# [Objective]
Arrange the rows starting with the line containing "Can you see the large" and going on through the line containing "pixel 21 163" as a Markdown table with columns No. and Line, one numbered row per line and blank lines left out.

:: Given information

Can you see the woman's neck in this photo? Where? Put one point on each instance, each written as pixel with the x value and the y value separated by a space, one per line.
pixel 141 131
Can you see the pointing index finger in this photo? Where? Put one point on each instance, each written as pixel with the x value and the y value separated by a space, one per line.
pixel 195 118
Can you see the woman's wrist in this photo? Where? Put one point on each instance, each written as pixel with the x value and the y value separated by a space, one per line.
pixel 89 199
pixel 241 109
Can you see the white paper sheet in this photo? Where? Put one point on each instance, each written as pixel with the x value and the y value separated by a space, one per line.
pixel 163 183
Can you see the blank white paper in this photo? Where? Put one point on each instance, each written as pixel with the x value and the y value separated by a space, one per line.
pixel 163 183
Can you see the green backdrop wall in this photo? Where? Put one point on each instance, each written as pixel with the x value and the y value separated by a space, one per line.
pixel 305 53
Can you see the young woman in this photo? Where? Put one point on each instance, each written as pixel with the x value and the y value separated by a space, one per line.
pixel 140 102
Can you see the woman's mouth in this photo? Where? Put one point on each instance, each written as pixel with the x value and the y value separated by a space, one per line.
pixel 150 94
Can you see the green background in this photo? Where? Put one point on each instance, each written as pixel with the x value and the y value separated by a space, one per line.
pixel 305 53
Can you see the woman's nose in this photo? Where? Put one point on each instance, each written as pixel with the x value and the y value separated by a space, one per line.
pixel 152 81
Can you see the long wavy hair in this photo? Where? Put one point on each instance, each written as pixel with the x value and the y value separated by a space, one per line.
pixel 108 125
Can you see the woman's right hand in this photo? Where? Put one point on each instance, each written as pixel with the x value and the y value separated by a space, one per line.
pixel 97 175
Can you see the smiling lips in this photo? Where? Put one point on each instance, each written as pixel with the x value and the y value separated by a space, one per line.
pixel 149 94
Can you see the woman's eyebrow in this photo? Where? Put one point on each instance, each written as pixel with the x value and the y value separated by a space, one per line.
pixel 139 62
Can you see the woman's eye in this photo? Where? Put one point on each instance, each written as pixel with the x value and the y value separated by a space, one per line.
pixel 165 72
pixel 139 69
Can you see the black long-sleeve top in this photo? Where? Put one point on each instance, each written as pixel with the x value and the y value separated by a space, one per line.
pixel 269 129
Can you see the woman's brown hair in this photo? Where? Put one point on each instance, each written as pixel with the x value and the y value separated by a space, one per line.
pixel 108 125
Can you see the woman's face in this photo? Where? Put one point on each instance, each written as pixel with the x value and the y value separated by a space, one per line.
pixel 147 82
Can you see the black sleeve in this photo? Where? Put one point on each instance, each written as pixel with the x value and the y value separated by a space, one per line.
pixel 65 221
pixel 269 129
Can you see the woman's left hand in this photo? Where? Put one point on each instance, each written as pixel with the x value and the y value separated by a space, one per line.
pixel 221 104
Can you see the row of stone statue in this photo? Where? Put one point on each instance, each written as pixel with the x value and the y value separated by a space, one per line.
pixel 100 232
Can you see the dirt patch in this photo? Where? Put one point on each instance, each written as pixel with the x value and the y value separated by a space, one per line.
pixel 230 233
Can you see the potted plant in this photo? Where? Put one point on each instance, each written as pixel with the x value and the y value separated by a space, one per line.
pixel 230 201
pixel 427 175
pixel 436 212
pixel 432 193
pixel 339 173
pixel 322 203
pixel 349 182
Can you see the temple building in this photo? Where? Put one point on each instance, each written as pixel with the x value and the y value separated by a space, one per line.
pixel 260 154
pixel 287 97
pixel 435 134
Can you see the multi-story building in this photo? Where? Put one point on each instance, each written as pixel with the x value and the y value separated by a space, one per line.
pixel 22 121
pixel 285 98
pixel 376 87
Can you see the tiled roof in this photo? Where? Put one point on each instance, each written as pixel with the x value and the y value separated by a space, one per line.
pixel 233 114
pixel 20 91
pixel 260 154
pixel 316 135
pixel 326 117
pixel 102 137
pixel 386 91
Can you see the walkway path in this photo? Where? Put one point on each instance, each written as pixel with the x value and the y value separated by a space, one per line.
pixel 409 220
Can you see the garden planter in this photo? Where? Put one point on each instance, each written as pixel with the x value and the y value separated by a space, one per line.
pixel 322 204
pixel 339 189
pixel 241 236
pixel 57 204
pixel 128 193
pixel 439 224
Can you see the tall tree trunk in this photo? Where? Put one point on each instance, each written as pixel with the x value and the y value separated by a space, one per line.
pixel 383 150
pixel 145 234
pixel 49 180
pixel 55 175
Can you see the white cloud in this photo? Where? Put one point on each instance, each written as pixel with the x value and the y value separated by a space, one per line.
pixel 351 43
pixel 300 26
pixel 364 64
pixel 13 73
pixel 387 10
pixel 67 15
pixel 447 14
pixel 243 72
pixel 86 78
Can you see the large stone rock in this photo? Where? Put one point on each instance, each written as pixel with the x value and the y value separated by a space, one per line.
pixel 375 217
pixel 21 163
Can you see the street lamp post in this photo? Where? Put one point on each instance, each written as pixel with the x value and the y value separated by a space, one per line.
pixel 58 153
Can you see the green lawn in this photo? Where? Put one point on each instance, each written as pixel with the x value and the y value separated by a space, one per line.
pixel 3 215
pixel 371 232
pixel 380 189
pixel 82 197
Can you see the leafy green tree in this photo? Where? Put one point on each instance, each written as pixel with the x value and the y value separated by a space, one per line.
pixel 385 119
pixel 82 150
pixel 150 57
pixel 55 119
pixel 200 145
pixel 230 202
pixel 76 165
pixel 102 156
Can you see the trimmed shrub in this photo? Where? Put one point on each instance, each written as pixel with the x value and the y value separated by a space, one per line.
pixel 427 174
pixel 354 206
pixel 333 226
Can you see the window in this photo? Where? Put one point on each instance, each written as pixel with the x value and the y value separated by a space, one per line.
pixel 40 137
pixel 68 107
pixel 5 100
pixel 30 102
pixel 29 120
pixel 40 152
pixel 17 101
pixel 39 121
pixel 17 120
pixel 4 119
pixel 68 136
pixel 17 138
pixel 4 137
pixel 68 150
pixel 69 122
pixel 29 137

::::
:: Given information

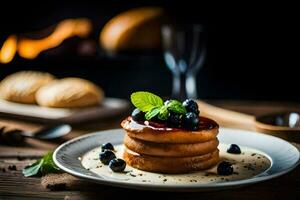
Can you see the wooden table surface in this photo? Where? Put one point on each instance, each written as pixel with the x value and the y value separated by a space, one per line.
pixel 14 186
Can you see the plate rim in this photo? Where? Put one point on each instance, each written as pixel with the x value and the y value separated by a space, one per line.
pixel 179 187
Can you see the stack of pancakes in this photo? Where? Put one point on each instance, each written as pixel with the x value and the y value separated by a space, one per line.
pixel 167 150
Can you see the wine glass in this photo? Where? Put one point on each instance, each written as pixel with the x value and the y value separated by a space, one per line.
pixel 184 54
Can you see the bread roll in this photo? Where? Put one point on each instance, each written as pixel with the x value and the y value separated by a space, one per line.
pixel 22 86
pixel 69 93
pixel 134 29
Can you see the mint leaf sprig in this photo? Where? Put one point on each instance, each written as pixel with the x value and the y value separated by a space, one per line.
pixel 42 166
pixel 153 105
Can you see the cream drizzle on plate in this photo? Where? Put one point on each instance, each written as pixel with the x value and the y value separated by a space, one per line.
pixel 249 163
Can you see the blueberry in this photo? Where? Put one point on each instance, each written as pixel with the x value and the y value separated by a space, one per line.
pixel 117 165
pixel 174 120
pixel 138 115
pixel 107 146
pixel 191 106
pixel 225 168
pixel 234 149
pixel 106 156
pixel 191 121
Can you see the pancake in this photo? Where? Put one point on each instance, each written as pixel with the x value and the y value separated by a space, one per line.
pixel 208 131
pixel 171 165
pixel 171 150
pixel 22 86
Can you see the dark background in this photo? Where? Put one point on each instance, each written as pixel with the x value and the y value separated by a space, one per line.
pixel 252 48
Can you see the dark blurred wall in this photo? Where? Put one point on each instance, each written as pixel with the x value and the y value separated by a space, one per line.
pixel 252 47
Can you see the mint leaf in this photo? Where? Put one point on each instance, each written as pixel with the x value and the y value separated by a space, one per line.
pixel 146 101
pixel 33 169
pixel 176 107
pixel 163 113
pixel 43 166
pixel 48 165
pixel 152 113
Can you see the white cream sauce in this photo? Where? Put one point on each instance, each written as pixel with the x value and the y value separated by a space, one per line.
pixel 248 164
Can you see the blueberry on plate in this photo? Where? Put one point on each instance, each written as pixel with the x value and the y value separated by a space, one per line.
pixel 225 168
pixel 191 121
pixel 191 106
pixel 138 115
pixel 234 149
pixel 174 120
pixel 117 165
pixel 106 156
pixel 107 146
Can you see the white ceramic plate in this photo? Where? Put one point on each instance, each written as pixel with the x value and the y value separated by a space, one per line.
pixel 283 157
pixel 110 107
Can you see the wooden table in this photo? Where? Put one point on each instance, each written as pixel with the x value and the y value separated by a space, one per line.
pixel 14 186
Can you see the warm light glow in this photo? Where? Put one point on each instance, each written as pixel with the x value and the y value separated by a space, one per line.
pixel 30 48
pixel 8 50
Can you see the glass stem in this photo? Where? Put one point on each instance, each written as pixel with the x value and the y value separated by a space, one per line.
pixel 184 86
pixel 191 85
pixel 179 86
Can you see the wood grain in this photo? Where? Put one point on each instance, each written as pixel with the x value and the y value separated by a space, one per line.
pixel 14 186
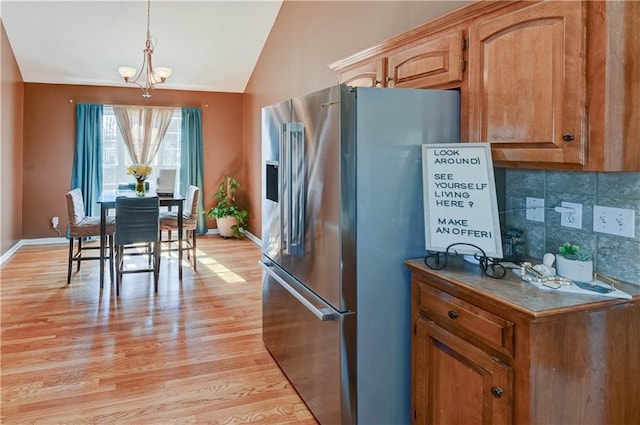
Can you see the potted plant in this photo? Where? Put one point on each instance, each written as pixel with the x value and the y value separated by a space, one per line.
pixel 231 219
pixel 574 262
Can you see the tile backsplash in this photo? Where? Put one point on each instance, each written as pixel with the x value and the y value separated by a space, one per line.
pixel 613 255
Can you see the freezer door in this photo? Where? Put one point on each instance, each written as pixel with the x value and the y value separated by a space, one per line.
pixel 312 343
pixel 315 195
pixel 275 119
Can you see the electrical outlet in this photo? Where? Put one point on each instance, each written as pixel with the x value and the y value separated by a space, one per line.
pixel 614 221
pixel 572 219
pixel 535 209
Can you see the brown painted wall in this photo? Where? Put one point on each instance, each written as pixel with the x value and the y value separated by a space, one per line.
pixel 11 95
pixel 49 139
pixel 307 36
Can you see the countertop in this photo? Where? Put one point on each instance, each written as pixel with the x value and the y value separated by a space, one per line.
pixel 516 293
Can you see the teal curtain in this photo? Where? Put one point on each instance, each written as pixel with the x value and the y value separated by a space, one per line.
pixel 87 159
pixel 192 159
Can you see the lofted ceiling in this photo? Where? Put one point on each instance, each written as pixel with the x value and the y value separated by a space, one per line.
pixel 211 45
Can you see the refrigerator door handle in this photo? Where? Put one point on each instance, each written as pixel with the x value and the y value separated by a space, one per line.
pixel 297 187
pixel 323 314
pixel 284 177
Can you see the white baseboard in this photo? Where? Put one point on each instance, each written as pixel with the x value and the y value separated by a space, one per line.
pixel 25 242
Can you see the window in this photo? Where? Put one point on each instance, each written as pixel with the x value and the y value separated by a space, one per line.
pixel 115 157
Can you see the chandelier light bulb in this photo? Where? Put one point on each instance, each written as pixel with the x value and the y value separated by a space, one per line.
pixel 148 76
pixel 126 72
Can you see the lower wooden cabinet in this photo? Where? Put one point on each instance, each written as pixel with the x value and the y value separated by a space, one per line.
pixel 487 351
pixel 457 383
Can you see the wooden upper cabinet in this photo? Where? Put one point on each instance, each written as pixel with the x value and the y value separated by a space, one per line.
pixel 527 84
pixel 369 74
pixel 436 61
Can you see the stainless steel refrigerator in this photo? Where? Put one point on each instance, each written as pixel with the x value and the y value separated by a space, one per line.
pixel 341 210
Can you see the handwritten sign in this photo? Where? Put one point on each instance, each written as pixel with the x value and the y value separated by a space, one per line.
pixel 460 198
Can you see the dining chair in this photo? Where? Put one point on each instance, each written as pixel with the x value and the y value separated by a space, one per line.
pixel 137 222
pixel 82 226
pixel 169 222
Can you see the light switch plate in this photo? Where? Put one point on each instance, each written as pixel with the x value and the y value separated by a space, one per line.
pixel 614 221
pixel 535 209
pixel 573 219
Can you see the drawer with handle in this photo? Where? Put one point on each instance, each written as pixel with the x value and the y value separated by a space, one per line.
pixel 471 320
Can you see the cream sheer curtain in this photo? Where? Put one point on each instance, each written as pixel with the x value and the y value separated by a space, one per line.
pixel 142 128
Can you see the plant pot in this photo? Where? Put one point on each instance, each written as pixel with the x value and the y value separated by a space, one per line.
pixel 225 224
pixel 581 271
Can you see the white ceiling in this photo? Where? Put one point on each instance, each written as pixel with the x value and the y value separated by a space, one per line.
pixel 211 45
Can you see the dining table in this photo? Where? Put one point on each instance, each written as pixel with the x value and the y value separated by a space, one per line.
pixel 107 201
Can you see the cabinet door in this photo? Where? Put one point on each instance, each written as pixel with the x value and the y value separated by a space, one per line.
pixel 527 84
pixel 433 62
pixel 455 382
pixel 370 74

::::
:: Given information

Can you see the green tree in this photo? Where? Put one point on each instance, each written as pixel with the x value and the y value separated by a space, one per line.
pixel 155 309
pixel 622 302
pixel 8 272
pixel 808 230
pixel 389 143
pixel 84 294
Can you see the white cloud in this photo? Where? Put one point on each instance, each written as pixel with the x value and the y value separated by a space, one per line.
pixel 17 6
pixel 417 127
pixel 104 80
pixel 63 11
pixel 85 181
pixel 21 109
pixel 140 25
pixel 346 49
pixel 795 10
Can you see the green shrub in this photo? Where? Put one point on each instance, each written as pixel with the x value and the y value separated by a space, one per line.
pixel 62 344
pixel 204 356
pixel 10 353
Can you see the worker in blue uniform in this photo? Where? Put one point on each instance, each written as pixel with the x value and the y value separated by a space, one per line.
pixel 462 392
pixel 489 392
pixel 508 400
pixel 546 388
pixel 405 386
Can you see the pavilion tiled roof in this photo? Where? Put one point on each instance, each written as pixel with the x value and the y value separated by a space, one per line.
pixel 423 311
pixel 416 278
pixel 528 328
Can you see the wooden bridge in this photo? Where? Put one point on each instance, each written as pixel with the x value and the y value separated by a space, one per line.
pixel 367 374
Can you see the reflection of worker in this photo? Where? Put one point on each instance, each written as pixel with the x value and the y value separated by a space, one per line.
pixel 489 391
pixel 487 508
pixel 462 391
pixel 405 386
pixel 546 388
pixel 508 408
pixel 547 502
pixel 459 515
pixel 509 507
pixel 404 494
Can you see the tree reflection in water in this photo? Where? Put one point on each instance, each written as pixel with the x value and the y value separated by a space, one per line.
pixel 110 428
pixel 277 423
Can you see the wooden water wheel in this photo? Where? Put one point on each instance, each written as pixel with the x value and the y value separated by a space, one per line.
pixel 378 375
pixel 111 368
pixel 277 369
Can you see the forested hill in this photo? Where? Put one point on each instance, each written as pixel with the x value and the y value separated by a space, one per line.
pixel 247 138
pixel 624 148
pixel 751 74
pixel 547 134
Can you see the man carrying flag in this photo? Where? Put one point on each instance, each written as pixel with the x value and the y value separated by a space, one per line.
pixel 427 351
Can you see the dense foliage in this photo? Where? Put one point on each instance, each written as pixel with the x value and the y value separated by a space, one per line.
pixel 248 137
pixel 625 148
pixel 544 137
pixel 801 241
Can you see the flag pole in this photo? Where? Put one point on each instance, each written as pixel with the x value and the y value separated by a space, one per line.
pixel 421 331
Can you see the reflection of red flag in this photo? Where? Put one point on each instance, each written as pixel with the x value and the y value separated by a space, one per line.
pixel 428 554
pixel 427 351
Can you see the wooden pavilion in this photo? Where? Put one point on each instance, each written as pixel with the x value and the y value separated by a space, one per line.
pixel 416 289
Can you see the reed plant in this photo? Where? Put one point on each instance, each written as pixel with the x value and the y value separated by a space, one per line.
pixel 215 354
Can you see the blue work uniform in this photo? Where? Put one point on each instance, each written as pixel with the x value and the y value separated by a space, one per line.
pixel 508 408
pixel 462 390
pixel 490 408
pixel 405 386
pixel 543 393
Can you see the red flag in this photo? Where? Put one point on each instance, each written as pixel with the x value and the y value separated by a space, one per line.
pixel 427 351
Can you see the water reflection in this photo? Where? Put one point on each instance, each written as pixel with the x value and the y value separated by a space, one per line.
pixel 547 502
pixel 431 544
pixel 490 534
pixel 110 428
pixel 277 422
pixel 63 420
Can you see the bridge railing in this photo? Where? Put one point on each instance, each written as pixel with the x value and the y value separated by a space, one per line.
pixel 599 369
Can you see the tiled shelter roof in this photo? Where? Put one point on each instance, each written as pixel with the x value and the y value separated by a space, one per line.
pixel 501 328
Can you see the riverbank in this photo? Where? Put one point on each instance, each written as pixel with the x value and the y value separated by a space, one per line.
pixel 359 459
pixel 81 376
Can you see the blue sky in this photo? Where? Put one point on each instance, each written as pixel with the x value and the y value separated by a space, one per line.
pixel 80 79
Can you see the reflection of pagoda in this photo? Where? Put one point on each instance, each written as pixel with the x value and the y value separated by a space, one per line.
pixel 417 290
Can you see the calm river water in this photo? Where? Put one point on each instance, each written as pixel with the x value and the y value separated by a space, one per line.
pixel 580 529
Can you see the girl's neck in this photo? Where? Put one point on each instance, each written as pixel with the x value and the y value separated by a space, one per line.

::::

# [Solution for this task]
| No. | Line |
|---|---|
| 1 | Can you see the large stone rock in this photo? Where? Put one point on each instance, each written as pixel with the x value and the y value separated by a space, one per line. |
| 2 | pixel 375 217 |
| 3 | pixel 21 163 |